>> Start
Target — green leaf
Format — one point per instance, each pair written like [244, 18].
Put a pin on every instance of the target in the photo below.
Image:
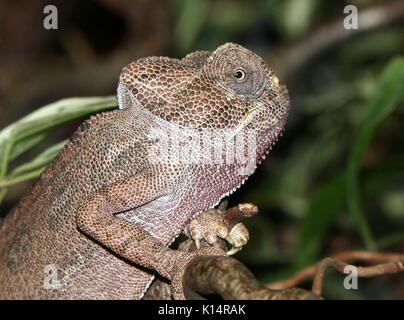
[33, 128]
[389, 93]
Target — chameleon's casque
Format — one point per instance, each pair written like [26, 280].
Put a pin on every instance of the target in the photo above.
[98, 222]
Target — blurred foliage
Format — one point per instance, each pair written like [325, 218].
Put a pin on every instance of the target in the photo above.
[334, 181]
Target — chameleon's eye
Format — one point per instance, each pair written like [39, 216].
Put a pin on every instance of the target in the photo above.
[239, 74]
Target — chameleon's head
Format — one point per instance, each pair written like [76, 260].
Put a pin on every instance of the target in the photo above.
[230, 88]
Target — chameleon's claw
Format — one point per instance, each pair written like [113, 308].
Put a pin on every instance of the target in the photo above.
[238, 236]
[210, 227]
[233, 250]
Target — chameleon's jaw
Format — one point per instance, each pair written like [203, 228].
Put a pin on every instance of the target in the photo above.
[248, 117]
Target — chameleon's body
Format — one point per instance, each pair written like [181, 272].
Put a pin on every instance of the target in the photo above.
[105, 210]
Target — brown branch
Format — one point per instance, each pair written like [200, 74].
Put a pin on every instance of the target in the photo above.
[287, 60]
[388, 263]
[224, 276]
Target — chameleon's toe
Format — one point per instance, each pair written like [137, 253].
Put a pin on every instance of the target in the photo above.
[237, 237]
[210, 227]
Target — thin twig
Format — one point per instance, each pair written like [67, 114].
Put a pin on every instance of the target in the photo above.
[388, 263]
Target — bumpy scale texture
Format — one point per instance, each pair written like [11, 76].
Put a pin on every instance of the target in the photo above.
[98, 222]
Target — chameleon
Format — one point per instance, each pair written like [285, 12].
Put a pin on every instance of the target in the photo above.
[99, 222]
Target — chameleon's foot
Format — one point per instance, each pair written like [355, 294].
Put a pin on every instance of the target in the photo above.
>> End
--- Stated task ---
Revise all of the material above by replacing "Put a pin on" with "Place a point on" wherever it occurs, keeping everything else the same. Leave the pictures out of your answer.

--- Exercise solution ---
Target — green leaf
Format — one point per instance, each pair written like [244, 18].
Place a point on every instance of the target in the photo below.
Image:
[33, 128]
[389, 93]
Target — chameleon's casque
Format — one point per instance, each pair written like [26, 280].
Place a point on every instance of the target in the photo above.
[98, 222]
Target — blurred foliage
Format — one point per instance, each pair written like [325, 218].
Place a point on every instance of the target in the photo above.
[334, 181]
Target — chameleon's eye
Format — one point per instance, each pair written like [39, 216].
Place a point on every instance of the target in the photo above.
[239, 74]
Target — chameleon's head
Format — one point per instance, each pair written like [76, 260].
Place a point on every instance of the target in the photo above.
[230, 88]
Target — chameleon's claw
Format — one point per instance, each pair written like [113, 308].
Place a point on every instance of the target in the photo above.
[238, 236]
[210, 227]
[233, 250]
Target — chameleon's jaw
Format — one point per instance, each pair written like [203, 228].
Place a point on every instance of the target in the photo above.
[248, 117]
Target — chameleon's body
Format — one point per instance, each pair written like [181, 272].
Place a point on every instance of the target in the photo above.
[105, 210]
Target — brown branch
Format — one point per instance, each pair written like [200, 74].
Place a point on every instance of the target in the photo above.
[287, 60]
[388, 263]
[224, 276]
Target — chameleon's toe
Format — one point per instance, each pair written like [137, 253].
Place a point on every instance of the target in the photo above.
[237, 237]
[210, 227]
Target — thin twig
Format — one point per instance, each pair written like [67, 114].
Place a point on every instance of the target in the photo above.
[388, 263]
Target — bumpy scale texture
Format — one point per instance, each pair written like [11, 76].
Place a point on every instance of the target in the photo above.
[98, 222]
Target — chameleon
Format — one point per instance, each pair written like [285, 12].
Place a point on every instance of the target in the photo above.
[99, 222]
Target — chameleon's foot
Format — one point per instance, each pair written like [355, 294].
Place a point on every instance of the target in the photo above.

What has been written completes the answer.